Return the listing below verbatim, line for line, but omit the pictures.

######

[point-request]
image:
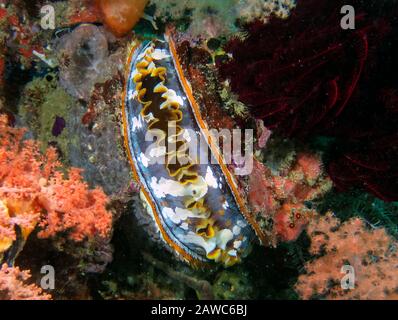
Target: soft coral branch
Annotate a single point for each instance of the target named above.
(32, 185)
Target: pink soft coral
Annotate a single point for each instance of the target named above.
(13, 285)
(372, 254)
(35, 191)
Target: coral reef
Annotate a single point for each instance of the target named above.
(281, 190)
(38, 198)
(31, 183)
(13, 285)
(371, 252)
(214, 18)
(83, 56)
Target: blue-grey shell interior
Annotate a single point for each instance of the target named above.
(218, 196)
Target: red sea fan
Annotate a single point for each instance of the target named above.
(306, 76)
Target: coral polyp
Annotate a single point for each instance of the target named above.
(198, 149)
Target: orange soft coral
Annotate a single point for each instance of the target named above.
(34, 192)
(13, 285)
(277, 198)
(120, 16)
(372, 254)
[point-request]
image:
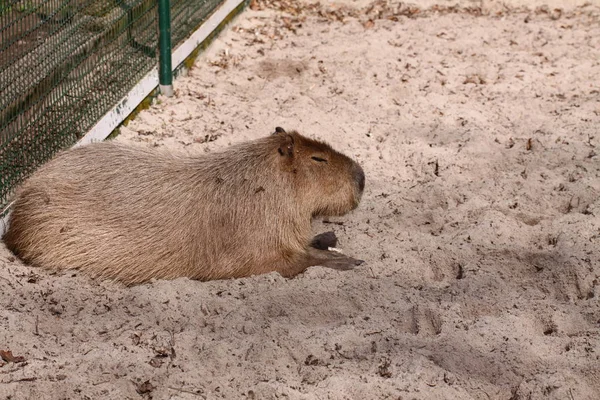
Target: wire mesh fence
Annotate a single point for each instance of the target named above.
(65, 63)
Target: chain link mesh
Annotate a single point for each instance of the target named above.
(65, 63)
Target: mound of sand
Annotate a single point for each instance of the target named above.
(477, 127)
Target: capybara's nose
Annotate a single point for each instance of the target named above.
(359, 177)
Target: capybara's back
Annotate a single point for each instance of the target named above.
(132, 214)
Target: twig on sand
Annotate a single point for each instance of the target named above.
(187, 391)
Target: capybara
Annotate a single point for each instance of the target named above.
(130, 214)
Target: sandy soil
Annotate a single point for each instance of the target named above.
(480, 225)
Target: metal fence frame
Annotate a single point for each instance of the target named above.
(160, 78)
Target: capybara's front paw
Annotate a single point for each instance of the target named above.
(324, 241)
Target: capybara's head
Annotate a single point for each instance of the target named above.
(328, 182)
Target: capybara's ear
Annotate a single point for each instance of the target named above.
(279, 130)
(286, 148)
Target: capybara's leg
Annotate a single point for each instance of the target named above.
(324, 258)
(324, 241)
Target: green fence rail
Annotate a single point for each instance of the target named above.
(65, 63)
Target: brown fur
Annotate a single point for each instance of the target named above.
(131, 214)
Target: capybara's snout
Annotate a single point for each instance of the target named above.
(359, 177)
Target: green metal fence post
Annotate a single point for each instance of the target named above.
(165, 70)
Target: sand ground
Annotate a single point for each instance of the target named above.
(477, 127)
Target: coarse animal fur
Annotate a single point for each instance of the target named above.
(131, 214)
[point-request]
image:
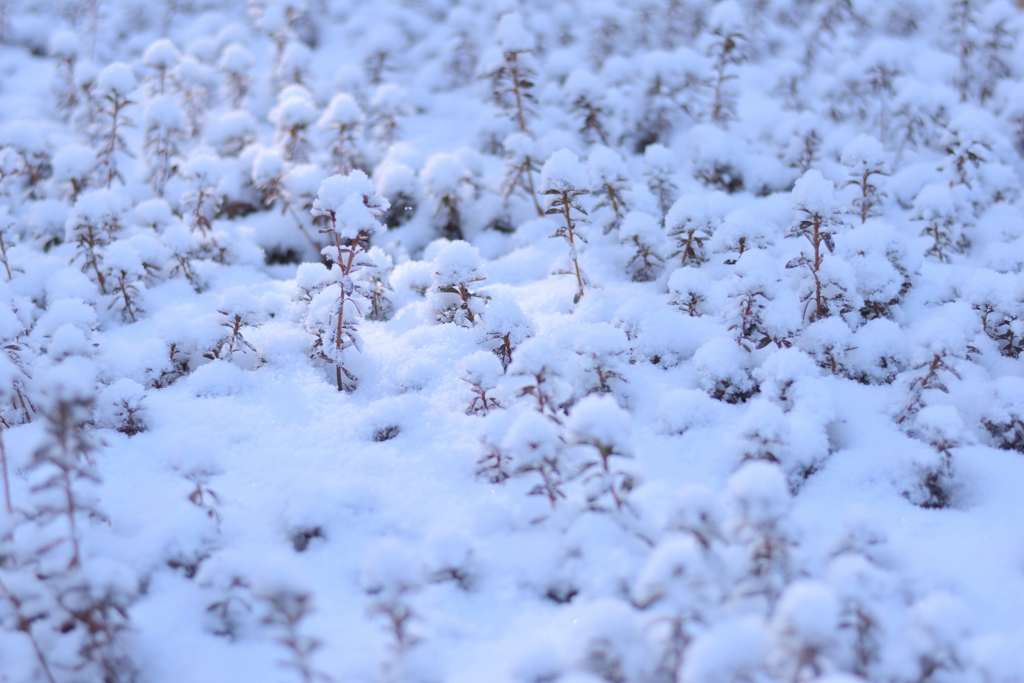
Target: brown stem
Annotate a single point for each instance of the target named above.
(6, 478)
(25, 626)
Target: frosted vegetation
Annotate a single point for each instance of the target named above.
(658, 341)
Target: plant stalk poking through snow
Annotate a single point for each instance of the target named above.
(563, 181)
(815, 205)
(115, 83)
(59, 468)
(24, 621)
(286, 612)
(352, 210)
(512, 83)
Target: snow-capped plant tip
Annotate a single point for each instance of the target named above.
(511, 341)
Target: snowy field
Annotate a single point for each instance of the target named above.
(498, 341)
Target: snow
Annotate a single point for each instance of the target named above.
(116, 79)
(512, 34)
(563, 172)
(314, 368)
(161, 54)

######

Solution to this problem →
[point-request]
image:
Target: soft coral branch
Annotate a single point for each instance of the target named above.
(32, 185)
Target: pink soft coral
Annotate a single point for each instance of the target named above.
(13, 285)
(372, 254)
(35, 191)
Target: coral reef
Annotate a single point for each instance of the target named above.
(281, 190)
(38, 198)
(31, 183)
(13, 285)
(371, 252)
(214, 18)
(83, 56)
Target: blue-grey shell interior
Annotate a single point for each instance of the target named above.
(218, 196)
Target: red sea fan
Annotate a single point for each instance of the target named above.
(306, 76)
Target: coral polyp
Annotate a single point for each instance of the target named above.
(198, 149)
Target: orange soft coral
Annotate a single point for each instance of the target named above.
(34, 192)
(13, 285)
(277, 198)
(120, 16)
(372, 254)
[point-request]
image:
Target: wire mesh fence
Annotate a single point for each instance of the target named above.
(65, 63)
Target: chain link mesh
Annotate a single point for each instance of the target named above.
(65, 63)
Target: mound of sand
Annotate a single point for each instance of the target named above.
(477, 127)
Target: capybara's nose
Annotate a single point for each instance of the target named above.
(359, 177)
Target: capybara's back
Annotate a single point for each instance of the target named above.
(132, 214)
Target: twig on sand
Annotate a single point for each instance of the target named above.
(187, 391)
Target: capybara
Annotate a single point for each instance of the target named above.
(130, 214)
Target: sandy soil
Annotate a single point for each instance of the target named above.
(480, 225)
Target: metal fence frame
Annotate a single point for each instance of the target named above.
(160, 78)
Target: capybara's front paw
Annotate a single point for each instance of the target named above.
(324, 241)
Target: capybara's head
Annotate a single point for each instance of the target named above.
(328, 182)
Target: capybara's ear
Annotate a single point for each instance of the target named above.
(279, 130)
(286, 148)
Target: capybara's leg
Annotate a single point for each instance of the target named above.
(324, 258)
(324, 241)
Target: green fence rail
Annotate a single point for each instance of the target named above.
(65, 63)
Target: brown fur
Annotate a single point for each instance of the target named above.
(131, 214)
Target: capybara's snout
Annotate a single point for each instance of the target named above.
(359, 177)
Target: green metal fence post
Annotate a single point for each instance of the target named above.
(165, 70)
Target: sand ground
Annotate a single point for each instance of the target named above.
(477, 127)
Target: coarse animal fur
Annotate a single point for each instance of the target named above.
(131, 214)
[point-request]
image:
Target: brown stem
Annotate a single point for each instance of the target named above.
(6, 478)
(25, 626)
Target: frosted vegetation
Annotate a single point for each instance of the target named above.
(658, 341)
Target: plant stalk poking through snow
Annotate a single point for each instance of the target named above.
(563, 181)
(815, 205)
(115, 83)
(59, 468)
(24, 621)
(286, 612)
(352, 210)
(512, 83)
Target: snow-capped plant tip
Annotate a single point for each instance of the target named above.
(511, 341)
Target: snowy field
Annotate a single point for each instance of the target named above.
(498, 341)
Target: snow
Annotate a single point for each instance of the target named above.
(116, 79)
(512, 34)
(563, 172)
(314, 368)
(161, 54)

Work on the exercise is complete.